ENUNCIADO: Reescreva, sem alterar nada, o trecho do texto sobre as escolas TEIP, começando em "Tudo o que os" e terminando em "são nada fáceis.".

TEXTO FORNECIDO:
········
Os primeiros Agrupamentos de Escolas a serem selecionados como Territórios Educativos de Intervenção Prioritária (TEIP) na área da ainda existente Direção Regional de Educação do Norte foram, na altura, na cidade do Porto, Areosa (com a escola do Bairro de S. João de Deus), Ramalho Ortigão (que incluía a escola do bairro do Lagarteiro que agora não sei por que razão passou para o Cerco…), Cerco, Miragaia, Amial (com a escola do bairro de S. Tomé), Viso e Leonardo Coimbra Filho; também Pedrouços (com escolas entre a Maia e Gondomar) e Fânzeres em Gondomar; Perafita, Matosinhos Sul e Matosinhos, neste concelho; e D. Pedro I, Inês de Castro (ambas em Canidelo), assim como Vila d’Este, tudo em Gaia. Imagino que não seja necessário ser-se professor para ter a maior parte destes nomes no ouvido, quer devido a problemas de natureza social, quer por causa de notícias que por vezes irrompem nos jornais por rixas nas escolas, assaltos, vandalismos. Sou professor há mais de 30 anos, iniciei a minha carreira no primeiro ciclo, e lembro-me bem de projetos realizados por educadoras e professoras em S. Tomé, em S. João de Deus, no Cerco e noutras escolas, heroínas do tempo em que não havia computadores nem telemóveis e em que as cópias se tiravam em tabuleiros de gelatina, à mão, uma a uma.

Tentações dos professores

Têm hoje os professores, os funcionários, os encarregados de educação e os alunos de uma escola TEIP um sem número de recursos que não podem desprezar: técnicos especializados (psicólogo, educador ou assistente social, animador cultural, professores de apoio, recursos económicos, etc.). Não é eticamente permitido a nenhum professor acabado de ser colocado numa escola TEIP, dizer eu não sou professor TEIP, não faço parte deste projeto. É uma questão de cidadania. A partir do momento em que se foi trabalhar para uma escola com determinadas características, ou se aceita o emprego, ou não. E é impensável que um professor efetivo numa escola que se candidatou a TEIP na 1ª fase (TEIP 1) ou na 2ª fase, ou na 3ª, pense que pode viver à margem disso; que pode esbanjar o dinheiro confiado pelos fundos europeus ao povo português, ao seu belo prazer. Muito menos a um docente com responsabilidades no Conselho Pedagógico seria permitida tal proeza. Uma escola TEIP que não assume e cuida o projeto que ela própria pediu e de cujos privilégios vive, não existe, seria uma perturbação do sistema.
Tudo o que os TEIP têm como objetivos, corresponde exatamente à razão de existir de um professor: melhorar a qualidade das aprendizagens para que o sucesso educativo dos alunos seja maior; combater o abandono escolar prematuro e o absentismo. É evidente, porém, que mesmo com todos os recursos que os professores das escolas TEIP têm à mão, as coisas não são nada fáceis.
Por isso têm muito trabalho nas suas escolas, por isso as coisas são difíceis, talvez mais do que noutras escolas. Certamente. Mas não é razão para abandonar o barco. É razão para agir no sentido da eficácia. Por isso há técnicos especializados para estabelecerem protocolos com instituições que podem ajudar a escola e com que esta pode interagir. Há articulações que se podem estabelecer, com os parceiros sociais do terreno e com outras instituições de formação que ajudem na transição dos nossos jovens para a vida ativa com qualificação.
········
DADOS BRUTOS:
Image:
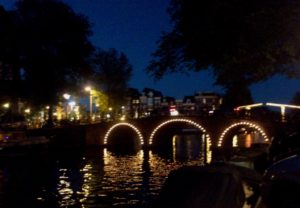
········
A RESPOSTA:
Tudo o que os TEIP têm como objetivos, corresponde exatamente à razão de existir de um professor: melhorar a qualidade das aprendizagens para que o sucesso educativo dos alunos seja maior; combater o abandono escolar prematuro e o absentismo. É evidente, porém, que mesmo com todos os recursos que os professores das escolas TEIP têm à mão, as coisas não são nada fáceis.